BEGIN Information provided

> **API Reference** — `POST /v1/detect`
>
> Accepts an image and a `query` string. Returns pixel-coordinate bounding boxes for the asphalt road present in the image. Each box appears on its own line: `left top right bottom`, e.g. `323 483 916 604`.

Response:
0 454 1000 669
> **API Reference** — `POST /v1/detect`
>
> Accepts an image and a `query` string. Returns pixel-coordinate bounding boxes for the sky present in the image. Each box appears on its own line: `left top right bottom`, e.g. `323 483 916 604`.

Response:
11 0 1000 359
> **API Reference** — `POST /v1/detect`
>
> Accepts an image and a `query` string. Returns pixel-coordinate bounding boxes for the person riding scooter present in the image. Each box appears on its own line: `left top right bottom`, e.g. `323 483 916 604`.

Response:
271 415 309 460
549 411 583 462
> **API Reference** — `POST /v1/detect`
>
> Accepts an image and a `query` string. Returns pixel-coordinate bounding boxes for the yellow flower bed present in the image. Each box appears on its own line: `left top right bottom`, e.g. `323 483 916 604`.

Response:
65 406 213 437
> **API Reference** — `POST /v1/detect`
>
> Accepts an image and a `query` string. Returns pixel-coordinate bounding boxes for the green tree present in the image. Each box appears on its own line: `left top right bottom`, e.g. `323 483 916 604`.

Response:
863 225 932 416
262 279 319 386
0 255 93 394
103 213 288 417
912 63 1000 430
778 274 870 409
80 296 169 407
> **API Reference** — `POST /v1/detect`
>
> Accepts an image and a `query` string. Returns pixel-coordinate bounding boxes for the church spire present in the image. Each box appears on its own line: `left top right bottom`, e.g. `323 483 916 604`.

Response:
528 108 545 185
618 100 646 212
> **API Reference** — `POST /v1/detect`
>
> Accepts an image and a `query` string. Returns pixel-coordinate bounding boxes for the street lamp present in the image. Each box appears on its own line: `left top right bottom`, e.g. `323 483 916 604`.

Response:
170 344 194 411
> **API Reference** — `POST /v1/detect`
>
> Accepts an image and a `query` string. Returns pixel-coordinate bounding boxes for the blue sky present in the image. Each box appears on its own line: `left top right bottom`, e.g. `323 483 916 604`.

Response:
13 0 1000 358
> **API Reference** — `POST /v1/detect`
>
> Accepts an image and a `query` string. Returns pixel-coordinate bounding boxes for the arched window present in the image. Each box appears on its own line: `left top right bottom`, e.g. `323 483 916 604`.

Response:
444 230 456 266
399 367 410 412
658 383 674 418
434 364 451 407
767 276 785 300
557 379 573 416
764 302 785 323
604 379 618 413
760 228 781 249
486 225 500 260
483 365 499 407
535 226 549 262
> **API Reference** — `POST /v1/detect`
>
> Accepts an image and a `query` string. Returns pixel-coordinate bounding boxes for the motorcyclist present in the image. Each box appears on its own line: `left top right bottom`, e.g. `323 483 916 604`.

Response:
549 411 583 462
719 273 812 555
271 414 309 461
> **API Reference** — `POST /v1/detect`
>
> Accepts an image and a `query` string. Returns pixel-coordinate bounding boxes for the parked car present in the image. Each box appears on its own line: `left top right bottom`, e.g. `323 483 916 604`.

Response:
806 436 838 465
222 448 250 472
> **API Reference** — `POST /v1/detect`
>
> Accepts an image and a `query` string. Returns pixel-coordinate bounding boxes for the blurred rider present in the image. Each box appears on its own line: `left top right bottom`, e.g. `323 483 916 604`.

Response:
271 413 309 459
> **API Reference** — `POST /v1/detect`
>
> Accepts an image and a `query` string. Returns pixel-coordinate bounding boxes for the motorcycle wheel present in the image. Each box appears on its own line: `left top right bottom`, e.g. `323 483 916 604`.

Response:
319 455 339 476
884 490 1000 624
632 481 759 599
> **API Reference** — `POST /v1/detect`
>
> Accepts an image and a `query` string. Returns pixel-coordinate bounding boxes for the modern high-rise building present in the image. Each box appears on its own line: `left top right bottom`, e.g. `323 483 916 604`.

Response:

END Information provided

Please report every line of the material above that contains the word "high", copying each line in full.

▶ _Solved exercise_
> Accepts an image and a `query` string. Returns pixel-coordinate bounding boxes for the modern high-rise building present in the image. Each box appears on its own line: `left top right bottom`, e.g. `323 483 916 604`.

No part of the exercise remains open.